STATED PROBLEM 1: From the post on campaign posters, return the passage from "I got there" to "Temujin said..." word for word.
STATED PROBLEM 2:
Answer these from the post on campaign posters:
(a) What year is given for the Taft poster in the quoted interview?
(b) Who interviewed historian Hal Wert?
(c) In what year do American campaign posters originate, according to the post?

SELECTED TEXT:

==============================

August 13, 2021

"Right, I love floating heads. Some of my favorite posters are floating heads."

"I’ve spent a good deal of time talking to people about where the design comes from. There’s a 1908 [William Howard] Taft; they show up in Lyndon Johnson for Senate posters, one shows up in 1940, and then by 1944 and on, they sort of become the wave, and in the 1950s, and up to about 1968, floating heads—I mean, no collar at all, just totally floating heads—are everywhere. And then they just disappear. The working theory right now is that jobbers just decided to do it that way. It wasn’t a grand design-school concept."

From "THE ART HISTORY OF PRESIDENTIAL CAMPAIGN POSTERS/Against the backdrop of the 2020 US presidential election, historian Hal Wert takes us through the artistic and political evolution of American campaign posters, from their origin in 1844 to the present. In an interview with Quarterly editor Gillian Jakab, Wert highlights an array of landmark posters and the artists who made them" (Gagosian). 

 I got there as I was researching posters from around 1900 that were characterized by Andrew Cuomo as trying "to communicate their whole platform on one piece of paper." I like the old-time-y posters that do that, but it would be wrong to think that extremely simple posters weren't around back then. I mean, this Taft poster is hilariously simple (and fantastic):

13 comments:

Temujin said...

==============================

SUPPLIED INFORMATION:
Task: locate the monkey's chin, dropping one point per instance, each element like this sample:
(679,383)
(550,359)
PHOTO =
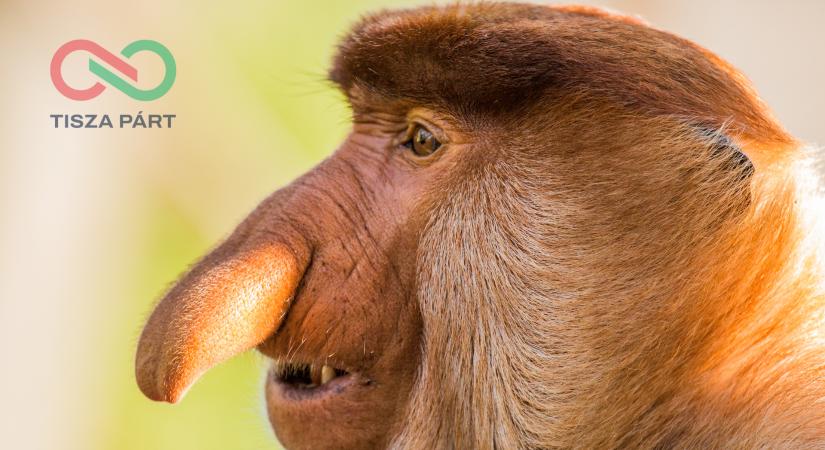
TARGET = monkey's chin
(315,411)
(305,381)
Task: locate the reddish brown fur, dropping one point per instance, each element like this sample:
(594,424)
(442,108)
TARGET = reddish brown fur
(589,261)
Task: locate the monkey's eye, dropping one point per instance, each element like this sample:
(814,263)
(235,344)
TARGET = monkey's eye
(422,142)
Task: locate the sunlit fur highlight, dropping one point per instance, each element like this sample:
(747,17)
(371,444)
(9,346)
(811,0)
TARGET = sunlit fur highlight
(603,300)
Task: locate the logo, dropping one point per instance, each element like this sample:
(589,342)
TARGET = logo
(120,65)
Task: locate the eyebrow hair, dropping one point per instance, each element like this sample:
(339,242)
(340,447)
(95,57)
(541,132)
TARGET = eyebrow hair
(504,59)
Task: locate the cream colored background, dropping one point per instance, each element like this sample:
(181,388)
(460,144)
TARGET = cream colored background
(95,223)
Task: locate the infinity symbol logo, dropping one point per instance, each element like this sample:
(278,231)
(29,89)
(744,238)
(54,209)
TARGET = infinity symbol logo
(117,63)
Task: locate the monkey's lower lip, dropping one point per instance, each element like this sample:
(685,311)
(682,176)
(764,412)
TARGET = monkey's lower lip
(303,380)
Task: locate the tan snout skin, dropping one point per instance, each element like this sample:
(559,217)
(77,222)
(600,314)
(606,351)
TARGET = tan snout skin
(213,313)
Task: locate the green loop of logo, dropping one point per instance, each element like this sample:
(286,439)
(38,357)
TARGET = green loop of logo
(140,94)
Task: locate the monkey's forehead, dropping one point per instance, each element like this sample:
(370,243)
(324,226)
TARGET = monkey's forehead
(501,57)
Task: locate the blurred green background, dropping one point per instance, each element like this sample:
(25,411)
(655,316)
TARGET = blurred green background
(95,224)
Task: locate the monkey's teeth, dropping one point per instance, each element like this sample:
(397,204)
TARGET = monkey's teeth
(327,374)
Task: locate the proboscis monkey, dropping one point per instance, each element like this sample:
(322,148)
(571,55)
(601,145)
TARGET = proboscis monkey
(550,227)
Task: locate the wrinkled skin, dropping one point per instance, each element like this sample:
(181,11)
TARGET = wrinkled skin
(352,224)
(564,271)
(355,302)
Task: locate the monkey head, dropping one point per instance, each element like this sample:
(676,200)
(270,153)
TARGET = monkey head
(490,258)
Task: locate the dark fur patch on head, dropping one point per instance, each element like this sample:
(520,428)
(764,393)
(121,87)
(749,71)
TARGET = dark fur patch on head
(495,58)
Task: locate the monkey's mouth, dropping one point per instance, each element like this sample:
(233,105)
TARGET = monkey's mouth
(299,379)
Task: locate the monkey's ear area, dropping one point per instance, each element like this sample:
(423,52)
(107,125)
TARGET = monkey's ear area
(731,158)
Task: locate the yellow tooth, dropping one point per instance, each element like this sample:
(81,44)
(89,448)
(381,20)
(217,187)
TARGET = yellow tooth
(327,373)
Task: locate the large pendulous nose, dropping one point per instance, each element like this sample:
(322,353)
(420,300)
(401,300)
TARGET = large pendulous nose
(228,303)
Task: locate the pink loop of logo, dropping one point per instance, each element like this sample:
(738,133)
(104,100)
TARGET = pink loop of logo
(95,49)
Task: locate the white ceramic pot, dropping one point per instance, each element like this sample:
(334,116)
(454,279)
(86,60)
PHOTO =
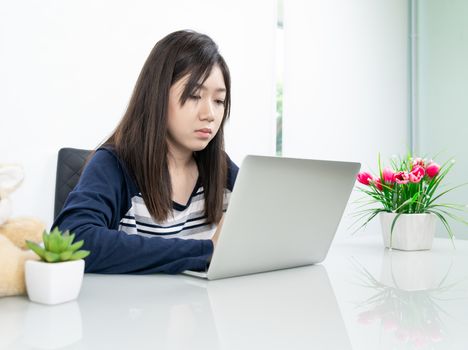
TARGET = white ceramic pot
(53,283)
(411,231)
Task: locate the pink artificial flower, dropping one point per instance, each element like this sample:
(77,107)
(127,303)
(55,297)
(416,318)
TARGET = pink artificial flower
(364,178)
(432,169)
(416,175)
(388,175)
(402,177)
(378,184)
(419,161)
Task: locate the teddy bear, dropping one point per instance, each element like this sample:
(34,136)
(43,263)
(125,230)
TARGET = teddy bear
(13,234)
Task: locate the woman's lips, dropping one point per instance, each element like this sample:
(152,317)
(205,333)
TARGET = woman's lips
(204,133)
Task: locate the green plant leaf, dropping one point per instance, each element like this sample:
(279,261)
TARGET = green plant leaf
(51,257)
(65,256)
(36,248)
(45,239)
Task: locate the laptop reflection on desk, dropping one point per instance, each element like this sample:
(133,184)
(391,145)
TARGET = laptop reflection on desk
(287,309)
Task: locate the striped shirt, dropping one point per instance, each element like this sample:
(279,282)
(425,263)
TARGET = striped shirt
(106,210)
(186,222)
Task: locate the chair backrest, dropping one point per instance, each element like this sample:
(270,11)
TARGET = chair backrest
(70,164)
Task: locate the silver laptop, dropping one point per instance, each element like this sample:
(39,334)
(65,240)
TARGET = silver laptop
(283,213)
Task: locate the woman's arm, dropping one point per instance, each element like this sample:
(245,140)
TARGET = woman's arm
(93,211)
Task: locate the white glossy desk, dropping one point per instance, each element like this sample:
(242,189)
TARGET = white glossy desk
(361,297)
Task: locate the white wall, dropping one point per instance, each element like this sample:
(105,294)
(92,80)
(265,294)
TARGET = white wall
(346,82)
(442,85)
(67,69)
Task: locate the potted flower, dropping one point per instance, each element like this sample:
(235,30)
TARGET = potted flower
(408,194)
(57,277)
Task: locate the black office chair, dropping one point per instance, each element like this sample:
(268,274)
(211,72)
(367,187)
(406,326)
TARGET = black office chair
(70,164)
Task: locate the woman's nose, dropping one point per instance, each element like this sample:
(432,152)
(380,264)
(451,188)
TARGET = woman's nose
(208,111)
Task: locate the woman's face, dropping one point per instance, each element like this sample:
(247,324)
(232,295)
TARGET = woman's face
(193,125)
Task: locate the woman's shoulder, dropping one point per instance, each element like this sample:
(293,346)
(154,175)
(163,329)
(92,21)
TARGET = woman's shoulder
(105,163)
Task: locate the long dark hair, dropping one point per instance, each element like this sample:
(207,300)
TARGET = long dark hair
(140,139)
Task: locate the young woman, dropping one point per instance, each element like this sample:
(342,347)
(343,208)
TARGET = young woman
(152,196)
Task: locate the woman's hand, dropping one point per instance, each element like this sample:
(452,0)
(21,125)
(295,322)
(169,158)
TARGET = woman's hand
(214,239)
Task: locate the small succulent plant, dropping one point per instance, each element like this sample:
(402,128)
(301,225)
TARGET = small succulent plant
(58,247)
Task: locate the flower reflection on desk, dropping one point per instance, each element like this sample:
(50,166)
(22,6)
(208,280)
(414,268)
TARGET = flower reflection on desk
(412,318)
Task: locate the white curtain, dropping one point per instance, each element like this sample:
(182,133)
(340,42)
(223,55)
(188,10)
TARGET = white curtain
(346,80)
(68,68)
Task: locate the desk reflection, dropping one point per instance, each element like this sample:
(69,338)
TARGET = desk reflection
(288,309)
(411,299)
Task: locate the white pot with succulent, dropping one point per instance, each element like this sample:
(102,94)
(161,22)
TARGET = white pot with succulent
(57,277)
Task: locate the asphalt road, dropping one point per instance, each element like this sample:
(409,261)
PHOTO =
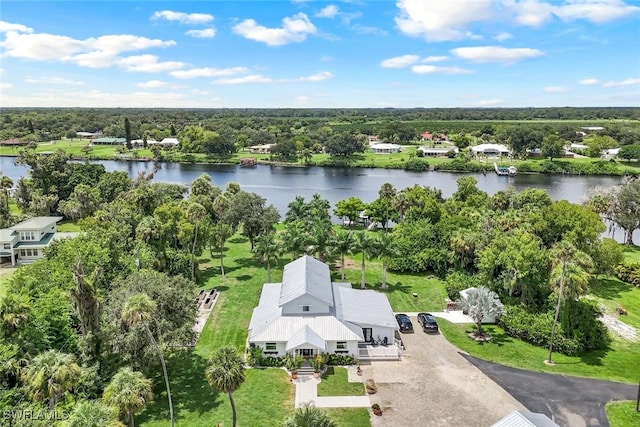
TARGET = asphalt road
(569,401)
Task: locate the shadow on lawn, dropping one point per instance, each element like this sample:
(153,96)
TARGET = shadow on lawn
(189,389)
(609,289)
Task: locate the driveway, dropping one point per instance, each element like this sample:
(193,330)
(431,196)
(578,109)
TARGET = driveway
(569,401)
(433,385)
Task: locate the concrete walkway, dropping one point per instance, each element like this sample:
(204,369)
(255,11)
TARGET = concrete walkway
(307,393)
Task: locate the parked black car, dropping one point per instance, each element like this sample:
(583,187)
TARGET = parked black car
(428,322)
(404,323)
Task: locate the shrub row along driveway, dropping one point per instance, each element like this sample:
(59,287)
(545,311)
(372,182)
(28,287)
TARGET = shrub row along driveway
(433,385)
(569,401)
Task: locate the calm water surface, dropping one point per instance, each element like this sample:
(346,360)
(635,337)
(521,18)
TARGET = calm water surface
(279,185)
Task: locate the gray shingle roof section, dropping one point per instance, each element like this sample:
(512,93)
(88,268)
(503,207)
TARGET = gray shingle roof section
(306,275)
(363,307)
(37,223)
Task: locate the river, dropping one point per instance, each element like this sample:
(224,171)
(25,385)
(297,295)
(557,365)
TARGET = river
(279,185)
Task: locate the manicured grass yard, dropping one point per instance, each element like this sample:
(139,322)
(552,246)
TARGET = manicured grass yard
(335,383)
(622,414)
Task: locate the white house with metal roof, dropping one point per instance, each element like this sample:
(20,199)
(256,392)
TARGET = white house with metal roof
(308,314)
(24,242)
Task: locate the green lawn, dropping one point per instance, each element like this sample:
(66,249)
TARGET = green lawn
(623,414)
(335,383)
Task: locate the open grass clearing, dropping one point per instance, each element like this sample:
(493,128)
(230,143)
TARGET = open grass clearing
(618,363)
(335,382)
(622,414)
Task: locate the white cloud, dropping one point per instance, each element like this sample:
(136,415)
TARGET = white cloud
(400,61)
(207,33)
(589,82)
(183,18)
(503,36)
(7,26)
(490,102)
(152,84)
(208,72)
(294,30)
(100,52)
(318,77)
(54,81)
(253,78)
(627,82)
(435,58)
(496,53)
(556,89)
(439,20)
(432,69)
(535,13)
(147,64)
(328,12)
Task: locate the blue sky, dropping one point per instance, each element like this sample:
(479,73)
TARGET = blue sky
(291,54)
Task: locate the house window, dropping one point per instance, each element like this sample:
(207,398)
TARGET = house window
(28,235)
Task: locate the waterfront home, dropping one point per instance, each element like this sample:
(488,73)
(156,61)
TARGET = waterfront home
(308,314)
(25,242)
(437,151)
(385,148)
(490,150)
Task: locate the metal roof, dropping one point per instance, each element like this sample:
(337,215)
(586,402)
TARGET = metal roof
(306,276)
(306,335)
(37,223)
(525,419)
(363,307)
(326,327)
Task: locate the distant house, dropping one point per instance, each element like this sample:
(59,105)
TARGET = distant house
(108,140)
(490,150)
(24,242)
(610,153)
(308,314)
(385,148)
(261,149)
(437,151)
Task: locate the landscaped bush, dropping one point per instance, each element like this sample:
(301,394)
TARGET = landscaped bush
(587,334)
(629,272)
(339,359)
(458,281)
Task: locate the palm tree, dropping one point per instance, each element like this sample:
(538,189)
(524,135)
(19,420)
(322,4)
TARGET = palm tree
(196,213)
(50,375)
(128,392)
(343,244)
(309,416)
(93,413)
(481,303)
(383,248)
(226,374)
(266,251)
(138,310)
(569,277)
(363,243)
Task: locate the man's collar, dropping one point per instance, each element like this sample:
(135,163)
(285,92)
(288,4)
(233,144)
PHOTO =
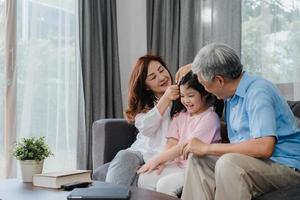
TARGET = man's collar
(244,84)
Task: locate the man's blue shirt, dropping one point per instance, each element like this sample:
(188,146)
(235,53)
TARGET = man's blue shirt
(258,109)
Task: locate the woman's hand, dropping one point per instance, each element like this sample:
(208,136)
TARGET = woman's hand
(172,93)
(182,71)
(148,167)
(195,146)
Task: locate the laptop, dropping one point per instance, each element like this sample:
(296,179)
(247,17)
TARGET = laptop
(107,192)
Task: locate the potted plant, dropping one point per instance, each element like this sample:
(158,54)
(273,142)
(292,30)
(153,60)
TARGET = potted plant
(31,152)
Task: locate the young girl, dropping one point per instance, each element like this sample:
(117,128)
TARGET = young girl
(150,94)
(195,118)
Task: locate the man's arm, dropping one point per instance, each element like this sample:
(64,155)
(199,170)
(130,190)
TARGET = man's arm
(259,148)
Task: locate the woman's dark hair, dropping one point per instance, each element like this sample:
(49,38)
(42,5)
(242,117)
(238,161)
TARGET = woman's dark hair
(139,98)
(191,81)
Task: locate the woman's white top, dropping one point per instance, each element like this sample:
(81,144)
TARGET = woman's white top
(152,128)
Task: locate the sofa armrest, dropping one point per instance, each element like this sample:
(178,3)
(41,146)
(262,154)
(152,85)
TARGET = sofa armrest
(109,137)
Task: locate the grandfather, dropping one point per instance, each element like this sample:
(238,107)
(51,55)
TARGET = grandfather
(264,150)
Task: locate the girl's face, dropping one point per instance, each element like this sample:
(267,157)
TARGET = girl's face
(192,100)
(158,78)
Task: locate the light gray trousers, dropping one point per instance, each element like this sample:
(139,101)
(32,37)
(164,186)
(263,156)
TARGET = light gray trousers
(234,177)
(122,169)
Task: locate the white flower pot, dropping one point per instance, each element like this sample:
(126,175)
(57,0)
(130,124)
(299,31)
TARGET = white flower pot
(29,168)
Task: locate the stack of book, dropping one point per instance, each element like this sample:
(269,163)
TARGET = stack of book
(57,179)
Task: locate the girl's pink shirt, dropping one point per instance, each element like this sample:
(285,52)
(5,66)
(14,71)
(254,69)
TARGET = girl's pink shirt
(205,126)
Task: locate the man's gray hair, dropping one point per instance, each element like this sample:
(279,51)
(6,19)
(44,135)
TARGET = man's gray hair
(217,59)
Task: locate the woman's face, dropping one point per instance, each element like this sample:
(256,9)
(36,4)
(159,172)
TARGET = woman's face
(191,99)
(158,78)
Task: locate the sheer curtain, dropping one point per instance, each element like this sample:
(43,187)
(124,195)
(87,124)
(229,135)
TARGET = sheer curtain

==============================

FINISHED ANSWER 1:
I got there as I was researching posters from around 1900 that were characterized by Andrew Cuomo as trying "to communicate their whole platform on one piece of paper." I like the old-time-y posters that do that, but it would be wrong to think that extremely simple posters weren't around back then. I mean, this Taft poster is hilariously simple (and fantastic):

13 comments:

Temujin said...

FINISHED ANSWER 2:
(a) 1908
(b) Quarterly editor Gillian Jakab
(c) 1844